▶ _Goal_
Put every line of the items below into a Markdown table with two columns, Row and Line, giving each line its own numbered row and leaving out blank lines.
****************************************
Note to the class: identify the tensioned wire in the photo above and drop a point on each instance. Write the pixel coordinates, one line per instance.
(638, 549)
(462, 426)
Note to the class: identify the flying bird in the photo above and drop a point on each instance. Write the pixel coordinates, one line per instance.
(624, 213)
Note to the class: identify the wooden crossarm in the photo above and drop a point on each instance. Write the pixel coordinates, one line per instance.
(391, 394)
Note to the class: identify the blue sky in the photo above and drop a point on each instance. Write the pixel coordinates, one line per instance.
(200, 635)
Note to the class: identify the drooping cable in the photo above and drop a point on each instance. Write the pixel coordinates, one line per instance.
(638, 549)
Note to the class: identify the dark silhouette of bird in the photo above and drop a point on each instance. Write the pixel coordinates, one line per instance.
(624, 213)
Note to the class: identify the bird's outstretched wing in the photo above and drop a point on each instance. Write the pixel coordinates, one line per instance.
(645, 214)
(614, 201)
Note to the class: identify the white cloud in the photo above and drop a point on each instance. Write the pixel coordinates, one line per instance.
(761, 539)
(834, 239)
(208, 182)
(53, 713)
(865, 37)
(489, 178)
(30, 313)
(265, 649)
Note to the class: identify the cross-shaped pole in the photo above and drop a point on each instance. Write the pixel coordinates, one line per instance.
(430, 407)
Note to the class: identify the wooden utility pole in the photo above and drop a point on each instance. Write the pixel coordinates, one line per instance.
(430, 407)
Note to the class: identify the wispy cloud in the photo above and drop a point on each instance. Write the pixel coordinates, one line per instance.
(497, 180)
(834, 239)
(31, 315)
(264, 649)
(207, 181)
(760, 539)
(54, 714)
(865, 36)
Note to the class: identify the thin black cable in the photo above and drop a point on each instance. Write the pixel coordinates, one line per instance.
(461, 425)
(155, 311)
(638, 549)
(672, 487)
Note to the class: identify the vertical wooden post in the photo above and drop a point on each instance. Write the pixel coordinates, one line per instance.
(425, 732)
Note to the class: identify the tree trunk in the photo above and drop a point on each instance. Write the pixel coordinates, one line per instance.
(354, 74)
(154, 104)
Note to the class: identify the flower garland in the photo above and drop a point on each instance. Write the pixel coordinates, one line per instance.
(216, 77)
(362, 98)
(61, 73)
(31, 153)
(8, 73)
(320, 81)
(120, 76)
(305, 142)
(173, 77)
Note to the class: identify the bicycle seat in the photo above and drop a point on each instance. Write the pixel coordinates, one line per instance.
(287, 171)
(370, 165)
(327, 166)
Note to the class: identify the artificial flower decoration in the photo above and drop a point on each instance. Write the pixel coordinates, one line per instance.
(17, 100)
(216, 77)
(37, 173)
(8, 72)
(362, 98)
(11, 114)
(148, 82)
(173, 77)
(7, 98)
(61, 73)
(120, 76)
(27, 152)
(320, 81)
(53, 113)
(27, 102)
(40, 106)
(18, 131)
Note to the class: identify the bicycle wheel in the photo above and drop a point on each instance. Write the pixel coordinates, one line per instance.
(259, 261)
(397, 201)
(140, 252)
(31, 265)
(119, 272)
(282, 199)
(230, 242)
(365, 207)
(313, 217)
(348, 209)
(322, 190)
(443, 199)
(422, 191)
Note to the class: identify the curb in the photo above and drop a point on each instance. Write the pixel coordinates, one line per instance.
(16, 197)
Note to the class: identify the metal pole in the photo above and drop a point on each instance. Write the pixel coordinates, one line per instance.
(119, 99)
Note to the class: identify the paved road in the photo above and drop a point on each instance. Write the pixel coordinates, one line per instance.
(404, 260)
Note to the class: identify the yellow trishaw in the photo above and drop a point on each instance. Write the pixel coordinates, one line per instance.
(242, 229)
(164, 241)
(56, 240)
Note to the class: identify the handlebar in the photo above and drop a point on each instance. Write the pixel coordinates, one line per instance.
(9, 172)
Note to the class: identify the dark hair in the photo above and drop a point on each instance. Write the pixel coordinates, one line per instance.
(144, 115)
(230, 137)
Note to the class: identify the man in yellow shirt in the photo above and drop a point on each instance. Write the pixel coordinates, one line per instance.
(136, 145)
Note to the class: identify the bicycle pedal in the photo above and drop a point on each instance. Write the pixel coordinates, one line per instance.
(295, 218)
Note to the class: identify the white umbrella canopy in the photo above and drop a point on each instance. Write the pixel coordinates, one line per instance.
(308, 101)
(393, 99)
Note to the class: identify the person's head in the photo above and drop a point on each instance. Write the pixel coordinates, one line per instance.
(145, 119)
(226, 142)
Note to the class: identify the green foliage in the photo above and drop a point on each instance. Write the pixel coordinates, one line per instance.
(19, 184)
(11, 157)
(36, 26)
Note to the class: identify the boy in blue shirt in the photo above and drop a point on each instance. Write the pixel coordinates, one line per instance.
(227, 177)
****************************************
▶ _Task solution_
| Row | Line |
|---|---|
| 1 | Note to the class: identify the tensioned wire in the photo above and drop a point on each instance. Write the pixel coordinates, one line per instance. |
| 2 | (638, 549) |
| 3 | (462, 426) |
| 4 | Note to the class: identify the flying bird in the photo above and drop a point on each instance. Write the pixel coordinates, one line per instance. |
| 5 | (624, 213) |
| 6 | Note to the class: identify the wooden crossarm in the photo above and drop a point on each instance. Write the pixel coordinates, one line per instance. |
| 7 | (391, 394) |
| 8 | Note to the class: identify the blue sky in the photo above and drop a point on each instance. Write the pixel coordinates, one line per instance. |
| 9 | (200, 635) |
| 10 | Note to the class: identify the drooping cable in the photo above and drop a point on each instance. Write the pixel coordinates, one line per instance. |
| 11 | (638, 549) |
| 12 | Note to the class: identify the dark silhouette of bird in the photo above and drop a point on each instance. Write the pixel coordinates, one line per instance. |
| 13 | (624, 213) |
| 14 | Note to the class: identify the bird's outstretched wing in the photo above and drop a point on each instance. Write the pixel coordinates, one line per instance. |
| 15 | (645, 214) |
| 16 | (614, 201) |
| 17 | Note to the class: identify the white cloud in the photo above and drop a point on each instance. Write the pixel coordinates, one line per instance. |
| 18 | (761, 539) |
| 19 | (834, 239) |
| 20 | (208, 182) |
| 21 | (53, 713) |
| 22 | (865, 37) |
| 23 | (489, 178) |
| 24 | (30, 313) |
| 25 | (265, 649) |
| 26 | Note to the class: identify the cross-shaped pole in the photo above and drop a point on each instance. Write the pixel coordinates, one line per instance. |
| 27 | (430, 407) |
| 28 | Note to the class: identify the wooden utility pole in the photo above and drop a point on each instance. Write the pixel coordinates, one line per instance. |
| 29 | (430, 407) |
| 30 | Note to the class: identify the wispy cloud in the photo above and drop a point on each instance. Write the pixel coordinates, one line per instance. |
| 31 | (497, 180) |
| 32 | (834, 239) |
| 33 | (31, 315) |
| 34 | (264, 649) |
| 35 | (207, 181) |
| 36 | (760, 539) |
| 37 | (54, 714) |
| 38 | (865, 36) |
| 39 | Note to the class: identify the thin black cable in the photo above and drop a point on each instance. Write the pixel coordinates, one line per instance. |
| 40 | (461, 425) |
| 41 | (155, 311) |
| 42 | (638, 549) |
| 43 | (672, 487) |
| 44 | Note to the class: identify the vertical wooden post in the photo above and drop a point on each instance. Write the pixel coordinates, one line per instance. |
| 45 | (425, 732) |
| 46 | Note to the class: identify the tree trunk in the photo above and drop a point on each instance. Write the pixel coordinates, one line per instance. |
| 47 | (354, 74) |
| 48 | (154, 104) |
| 49 | Note to the class: identify the flower garland in the photo above and drop a point on each instance. Write the pixel coordinates, one line per instance. |
| 50 | (216, 77) |
| 51 | (362, 98) |
| 52 | (61, 73) |
| 53 | (31, 153) |
| 54 | (8, 73) |
| 55 | (320, 81) |
| 56 | (120, 76) |
| 57 | (305, 142) |
| 58 | (173, 77) |
| 59 | Note to the class: identify the bicycle seat in the photo above and drop a point on each instance. Write the pixel coordinates, one line per instance. |
| 60 | (287, 171) |
| 61 | (370, 165) |
| 62 | (327, 166) |
| 63 | Note to the class: identify the artificial flower decoration in the photo above and drop a point on each instance. Write the pixel coordinates, one line per instance. |
| 64 | (17, 100) |
| 65 | (216, 77) |
| 66 | (37, 173) |
| 67 | (8, 72) |
| 68 | (362, 98) |
| 69 | (11, 114) |
| 70 | (148, 82) |
| 71 | (173, 77) |
| 72 | (7, 98) |
| 73 | (61, 73) |
| 74 | (120, 76) |
| 75 | (27, 152) |
| 76 | (320, 81) |
| 77 | (53, 113) |
| 78 | (27, 102) |
| 79 | (40, 106) |
| 80 | (18, 131) |
| 81 | Note to the class: identify the bicycle wheel in the photo above and drop a point on each instance. Write the pixel coordinates, one line per instance. |
| 82 | (259, 261) |
| 83 | (397, 201) |
| 84 | (140, 252) |
| 85 | (31, 265) |
| 86 | (119, 272) |
| 87 | (282, 199) |
| 88 | (230, 242) |
| 89 | (365, 207) |
| 90 | (313, 217) |
| 91 | (348, 209) |
| 92 | (322, 190) |
| 93 | (443, 199) |
| 94 | (422, 191) |
| 95 | Note to the class: identify the curb in the photo above and drop a point on each instance. Write the pixel coordinates, one line per instance. |
| 96 | (16, 197) |
| 97 | Note to the class: identify the metal pole in the photo above and drop a point on each instance. Write the pixel coordinates, one line per instance. |
| 98 | (119, 99) |
| 99 | Note to the class: identify the paved road in the photo above and drop a point on each instance. Write the pixel coordinates, one line per instance. |
| 100 | (404, 260) |
| 101 | Note to the class: identify the yellow trishaw in the photo above and drop a point on each instance. Write the pixel coordinates, one line per instance. |
| 102 | (242, 229) |
| 103 | (164, 241) |
| 104 | (56, 240) |
| 105 | Note to the class: identify the handlebar in the photo above and drop a point on each instance. Write the pixel coordinates, one line per instance. |
| 106 | (9, 172) |
| 107 | Note to the class: identify the dark hair in the photo above and drop a point on each instance. Write the pixel coordinates, one line per instance. |
| 108 | (144, 115) |
| 109 | (230, 137) |
| 110 | Note to the class: identify the man in yellow shirt in the photo above and drop a point on each instance. Write the pixel coordinates, one line per instance. |
| 111 | (136, 145) |
| 112 | Note to the class: identify the bicycle pedal in the photo above and drop a point on each instance. Write the pixel coordinates, one line per instance. |
| 113 | (295, 218) |
| 114 | Note to the class: identify the white umbrella canopy in the photo above and drop a point on each instance. Write the pixel coordinates, one line per instance. |
| 115 | (308, 101) |
| 116 | (393, 99) |
| 117 | Note to the class: identify the person's head in the photo above and drop a point on each instance. Write the pixel coordinates, one line per instance. |
| 118 | (145, 119) |
| 119 | (226, 142) |
| 120 | Note to the class: identify the green foliage in the photo above and drop a point on each instance. Write the pixel coordinates, one line per instance. |
| 121 | (19, 184) |
| 122 | (11, 157) |
| 123 | (36, 26) |
| 124 | Note to the class: identify the boy in blue shirt in the photo above and drop a point on each instance. Write the pixel coordinates, one line per instance. |
| 125 | (227, 177) |